Start of The records

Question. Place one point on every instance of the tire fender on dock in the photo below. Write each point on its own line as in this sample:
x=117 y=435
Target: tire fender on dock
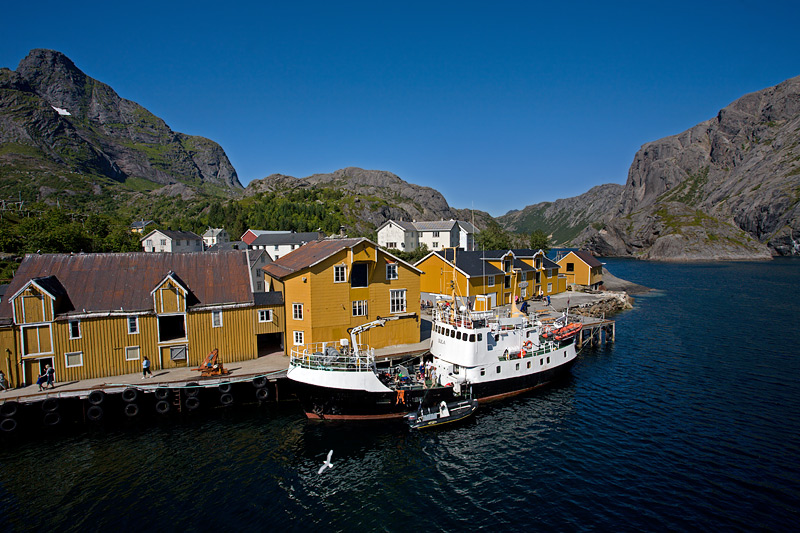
x=130 y=394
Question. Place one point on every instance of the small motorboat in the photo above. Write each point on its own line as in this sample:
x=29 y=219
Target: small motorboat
x=444 y=413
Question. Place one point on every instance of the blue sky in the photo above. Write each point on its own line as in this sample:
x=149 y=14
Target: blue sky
x=496 y=105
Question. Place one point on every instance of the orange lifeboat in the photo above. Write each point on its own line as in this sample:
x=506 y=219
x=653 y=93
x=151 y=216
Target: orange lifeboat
x=568 y=331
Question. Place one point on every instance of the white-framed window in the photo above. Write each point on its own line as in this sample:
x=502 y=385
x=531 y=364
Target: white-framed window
x=360 y=308
x=73 y=359
x=397 y=301
x=340 y=273
x=74 y=329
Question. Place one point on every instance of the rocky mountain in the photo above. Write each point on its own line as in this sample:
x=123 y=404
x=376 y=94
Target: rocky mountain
x=375 y=196
x=564 y=219
x=62 y=131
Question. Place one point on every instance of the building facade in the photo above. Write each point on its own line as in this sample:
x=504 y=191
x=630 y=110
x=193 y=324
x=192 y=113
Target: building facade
x=99 y=315
x=172 y=241
x=484 y=280
x=332 y=285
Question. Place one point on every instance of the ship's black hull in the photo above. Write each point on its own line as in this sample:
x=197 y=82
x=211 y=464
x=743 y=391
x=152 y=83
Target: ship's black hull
x=340 y=404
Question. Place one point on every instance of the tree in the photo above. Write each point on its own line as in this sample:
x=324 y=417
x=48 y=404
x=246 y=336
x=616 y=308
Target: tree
x=539 y=241
x=493 y=237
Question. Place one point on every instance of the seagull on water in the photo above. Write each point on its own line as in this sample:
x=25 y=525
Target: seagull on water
x=327 y=463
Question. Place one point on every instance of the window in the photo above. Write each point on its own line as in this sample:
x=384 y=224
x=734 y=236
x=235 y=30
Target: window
x=360 y=308
x=133 y=325
x=340 y=273
x=397 y=301
x=74 y=359
x=359 y=277
x=74 y=329
x=131 y=353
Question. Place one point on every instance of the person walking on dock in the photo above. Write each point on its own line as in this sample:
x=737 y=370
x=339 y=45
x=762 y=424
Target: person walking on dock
x=146 y=372
x=50 y=374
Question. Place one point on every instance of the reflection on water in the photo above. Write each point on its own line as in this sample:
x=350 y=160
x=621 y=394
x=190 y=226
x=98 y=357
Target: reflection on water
x=689 y=421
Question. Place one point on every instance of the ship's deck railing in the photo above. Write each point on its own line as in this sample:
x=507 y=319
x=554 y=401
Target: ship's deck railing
x=544 y=349
x=332 y=356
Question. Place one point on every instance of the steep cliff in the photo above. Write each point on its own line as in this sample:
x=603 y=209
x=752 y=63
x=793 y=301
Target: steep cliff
x=727 y=188
x=56 y=122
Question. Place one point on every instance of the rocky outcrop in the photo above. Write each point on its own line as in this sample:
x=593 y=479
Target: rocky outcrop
x=564 y=219
x=375 y=195
x=51 y=112
x=728 y=188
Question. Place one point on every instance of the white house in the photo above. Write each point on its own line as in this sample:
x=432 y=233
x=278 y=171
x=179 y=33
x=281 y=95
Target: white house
x=280 y=244
x=164 y=240
x=215 y=236
x=436 y=235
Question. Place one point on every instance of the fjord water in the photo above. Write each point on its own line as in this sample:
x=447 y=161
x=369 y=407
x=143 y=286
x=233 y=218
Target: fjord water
x=691 y=420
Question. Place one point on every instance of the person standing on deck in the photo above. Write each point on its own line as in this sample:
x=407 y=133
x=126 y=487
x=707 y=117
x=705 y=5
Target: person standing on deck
x=146 y=372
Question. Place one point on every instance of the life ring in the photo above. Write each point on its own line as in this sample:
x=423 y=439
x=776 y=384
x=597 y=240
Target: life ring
x=130 y=394
x=51 y=419
x=9 y=409
x=131 y=410
x=96 y=397
x=50 y=405
x=94 y=413
x=162 y=393
x=192 y=390
x=192 y=403
x=8 y=425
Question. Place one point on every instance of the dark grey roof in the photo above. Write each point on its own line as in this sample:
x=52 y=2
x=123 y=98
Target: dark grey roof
x=271 y=239
x=268 y=298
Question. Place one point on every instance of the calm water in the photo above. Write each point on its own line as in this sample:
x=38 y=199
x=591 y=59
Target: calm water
x=690 y=421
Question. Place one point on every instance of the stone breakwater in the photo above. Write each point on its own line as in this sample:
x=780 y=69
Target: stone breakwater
x=606 y=303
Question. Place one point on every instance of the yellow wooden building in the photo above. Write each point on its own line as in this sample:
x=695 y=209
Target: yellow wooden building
x=332 y=285
x=100 y=315
x=486 y=279
x=582 y=269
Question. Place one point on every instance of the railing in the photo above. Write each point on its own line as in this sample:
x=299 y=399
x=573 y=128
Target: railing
x=332 y=356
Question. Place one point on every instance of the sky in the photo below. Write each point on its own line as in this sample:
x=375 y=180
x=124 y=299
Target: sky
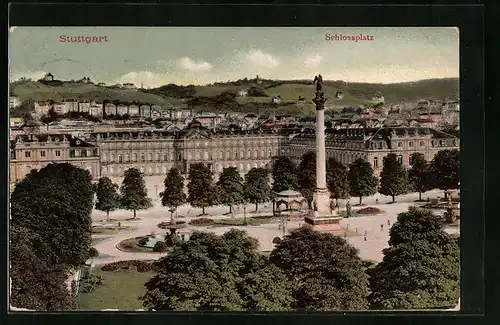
x=200 y=55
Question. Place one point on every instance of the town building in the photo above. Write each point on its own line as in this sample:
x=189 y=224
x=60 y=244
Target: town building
x=373 y=144
x=84 y=107
x=71 y=105
x=35 y=151
x=14 y=101
x=154 y=151
x=129 y=85
x=60 y=108
x=48 y=77
x=110 y=109
x=42 y=108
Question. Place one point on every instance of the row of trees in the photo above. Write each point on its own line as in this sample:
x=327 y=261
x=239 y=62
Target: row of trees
x=50 y=234
x=309 y=270
x=357 y=180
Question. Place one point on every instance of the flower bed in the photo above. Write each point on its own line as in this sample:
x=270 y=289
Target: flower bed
x=141 y=266
x=202 y=222
x=369 y=210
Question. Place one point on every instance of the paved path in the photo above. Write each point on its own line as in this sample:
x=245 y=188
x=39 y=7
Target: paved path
x=370 y=249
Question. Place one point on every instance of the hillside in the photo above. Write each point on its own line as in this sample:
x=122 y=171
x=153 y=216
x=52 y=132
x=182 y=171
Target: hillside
x=214 y=97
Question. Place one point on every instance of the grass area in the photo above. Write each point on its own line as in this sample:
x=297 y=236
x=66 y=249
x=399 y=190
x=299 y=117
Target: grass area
x=266 y=254
x=104 y=230
x=119 y=290
x=96 y=241
x=241 y=221
x=130 y=245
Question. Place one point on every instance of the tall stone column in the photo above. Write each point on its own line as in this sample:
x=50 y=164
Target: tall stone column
x=322 y=218
x=322 y=195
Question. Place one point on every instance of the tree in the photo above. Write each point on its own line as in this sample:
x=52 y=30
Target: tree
x=445 y=170
x=336 y=179
x=134 y=195
x=307 y=176
x=362 y=182
x=418 y=175
x=36 y=284
x=217 y=273
x=108 y=198
x=173 y=195
x=326 y=271
x=257 y=189
x=231 y=185
x=55 y=204
x=201 y=188
x=420 y=269
x=393 y=178
x=284 y=175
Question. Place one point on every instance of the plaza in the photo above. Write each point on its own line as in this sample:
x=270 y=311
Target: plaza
x=146 y=224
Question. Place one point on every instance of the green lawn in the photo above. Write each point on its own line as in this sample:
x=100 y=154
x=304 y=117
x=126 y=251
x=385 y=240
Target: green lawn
x=241 y=221
x=119 y=290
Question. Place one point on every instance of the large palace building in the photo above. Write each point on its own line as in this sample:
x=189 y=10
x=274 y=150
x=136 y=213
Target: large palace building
x=155 y=152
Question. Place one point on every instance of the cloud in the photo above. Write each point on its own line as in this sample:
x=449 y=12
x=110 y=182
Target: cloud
x=313 y=61
x=190 y=65
x=33 y=75
x=261 y=58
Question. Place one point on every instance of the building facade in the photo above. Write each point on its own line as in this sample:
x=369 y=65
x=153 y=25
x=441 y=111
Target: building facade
x=154 y=152
x=36 y=151
x=373 y=144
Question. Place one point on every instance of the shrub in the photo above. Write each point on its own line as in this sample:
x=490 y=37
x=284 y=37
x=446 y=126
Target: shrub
x=201 y=222
x=93 y=252
x=160 y=247
x=369 y=210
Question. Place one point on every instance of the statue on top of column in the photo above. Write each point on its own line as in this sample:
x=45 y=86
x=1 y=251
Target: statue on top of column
x=318 y=80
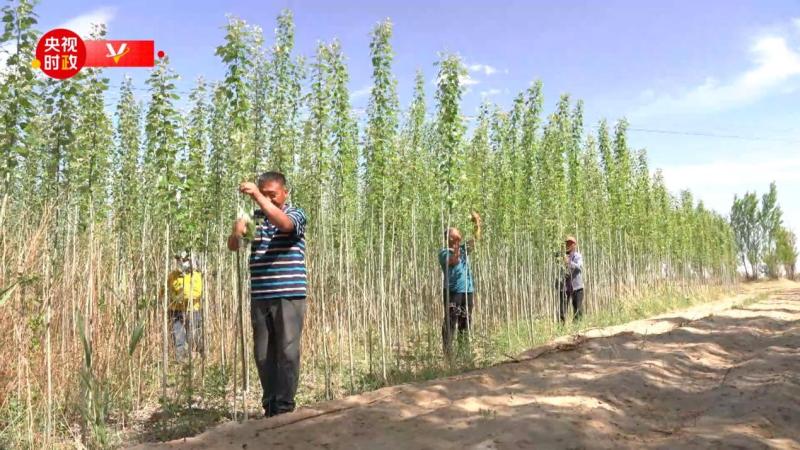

End of The records

Across the data above, how many lines contain "below"? Reply with a bare number.

2